Items from a data source:
--- --- ---

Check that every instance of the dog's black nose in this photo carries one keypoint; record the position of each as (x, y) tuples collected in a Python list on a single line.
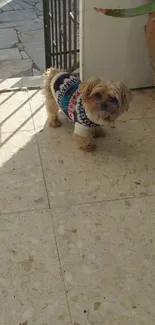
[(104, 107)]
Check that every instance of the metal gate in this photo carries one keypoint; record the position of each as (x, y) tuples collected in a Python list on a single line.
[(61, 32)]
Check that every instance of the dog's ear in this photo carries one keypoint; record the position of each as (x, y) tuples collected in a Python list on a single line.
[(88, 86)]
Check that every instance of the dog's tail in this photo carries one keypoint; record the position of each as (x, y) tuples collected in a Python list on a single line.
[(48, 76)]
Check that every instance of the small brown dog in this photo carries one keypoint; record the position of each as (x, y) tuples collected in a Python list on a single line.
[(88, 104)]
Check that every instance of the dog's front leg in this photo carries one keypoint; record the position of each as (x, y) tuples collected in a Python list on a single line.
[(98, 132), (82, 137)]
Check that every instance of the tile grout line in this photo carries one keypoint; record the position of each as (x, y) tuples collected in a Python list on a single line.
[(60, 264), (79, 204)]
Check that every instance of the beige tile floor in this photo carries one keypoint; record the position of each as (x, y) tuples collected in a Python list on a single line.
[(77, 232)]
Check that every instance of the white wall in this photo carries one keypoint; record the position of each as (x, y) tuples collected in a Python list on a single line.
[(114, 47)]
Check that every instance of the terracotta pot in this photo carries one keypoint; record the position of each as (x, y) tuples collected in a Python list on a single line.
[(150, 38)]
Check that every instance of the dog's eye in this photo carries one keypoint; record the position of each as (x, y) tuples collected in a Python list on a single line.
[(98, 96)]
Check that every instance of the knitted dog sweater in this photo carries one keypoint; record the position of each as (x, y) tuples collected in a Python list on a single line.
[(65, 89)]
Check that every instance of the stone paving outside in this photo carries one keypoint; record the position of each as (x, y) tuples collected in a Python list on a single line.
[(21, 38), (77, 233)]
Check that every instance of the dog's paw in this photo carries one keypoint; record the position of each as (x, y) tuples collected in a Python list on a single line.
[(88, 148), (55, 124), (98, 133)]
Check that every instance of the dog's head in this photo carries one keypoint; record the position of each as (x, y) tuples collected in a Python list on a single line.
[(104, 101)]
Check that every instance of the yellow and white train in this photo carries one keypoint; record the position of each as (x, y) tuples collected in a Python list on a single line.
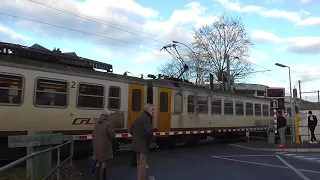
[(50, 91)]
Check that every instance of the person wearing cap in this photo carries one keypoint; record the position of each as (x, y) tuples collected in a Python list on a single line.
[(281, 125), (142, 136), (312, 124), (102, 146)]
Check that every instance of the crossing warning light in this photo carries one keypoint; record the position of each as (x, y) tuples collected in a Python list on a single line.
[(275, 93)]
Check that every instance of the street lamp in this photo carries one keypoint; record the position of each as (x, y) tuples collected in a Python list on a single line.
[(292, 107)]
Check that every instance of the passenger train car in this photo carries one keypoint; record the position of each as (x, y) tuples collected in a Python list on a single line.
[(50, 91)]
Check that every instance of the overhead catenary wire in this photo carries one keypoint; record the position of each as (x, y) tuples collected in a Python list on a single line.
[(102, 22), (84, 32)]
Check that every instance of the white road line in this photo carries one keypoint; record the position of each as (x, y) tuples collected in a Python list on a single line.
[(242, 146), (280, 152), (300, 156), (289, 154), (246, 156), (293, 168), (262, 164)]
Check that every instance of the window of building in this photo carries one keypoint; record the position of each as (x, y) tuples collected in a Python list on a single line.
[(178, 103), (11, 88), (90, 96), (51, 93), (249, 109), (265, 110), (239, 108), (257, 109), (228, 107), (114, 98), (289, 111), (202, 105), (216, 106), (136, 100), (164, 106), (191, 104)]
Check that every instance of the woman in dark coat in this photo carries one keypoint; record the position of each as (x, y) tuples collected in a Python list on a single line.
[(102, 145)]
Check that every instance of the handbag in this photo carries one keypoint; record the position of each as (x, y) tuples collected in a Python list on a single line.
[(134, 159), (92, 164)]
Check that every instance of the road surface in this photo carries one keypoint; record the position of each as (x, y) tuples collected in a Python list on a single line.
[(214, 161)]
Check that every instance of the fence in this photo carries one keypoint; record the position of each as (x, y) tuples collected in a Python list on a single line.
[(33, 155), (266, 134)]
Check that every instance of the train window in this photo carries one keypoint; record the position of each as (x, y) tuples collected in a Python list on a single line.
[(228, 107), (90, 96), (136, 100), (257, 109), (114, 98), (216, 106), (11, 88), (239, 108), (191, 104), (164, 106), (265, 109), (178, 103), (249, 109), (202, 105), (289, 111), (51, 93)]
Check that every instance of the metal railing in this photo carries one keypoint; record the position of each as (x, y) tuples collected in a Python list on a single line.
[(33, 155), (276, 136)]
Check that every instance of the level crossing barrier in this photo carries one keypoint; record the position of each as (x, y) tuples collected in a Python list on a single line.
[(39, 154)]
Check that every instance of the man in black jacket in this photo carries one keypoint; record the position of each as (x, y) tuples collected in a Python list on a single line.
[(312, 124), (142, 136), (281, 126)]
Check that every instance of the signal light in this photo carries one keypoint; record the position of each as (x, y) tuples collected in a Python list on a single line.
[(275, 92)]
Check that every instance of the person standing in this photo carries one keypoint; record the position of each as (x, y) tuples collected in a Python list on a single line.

--- --- ---

### [Written instruction]
Copy out, unchanged, the lines of the data above from the one containing "Check that every instance of the person wearing" through the one containing "[(281, 125), (142, 136), (312, 124), (102, 146)]", including both of those lines.

### [Exercise response]
Check that every instance of the person wearing cap in this photo carries one keypoint; record the position of each as (x, y) tuples collected in a Python list on a single line.
[(281, 125), (142, 136), (312, 124), (102, 146)]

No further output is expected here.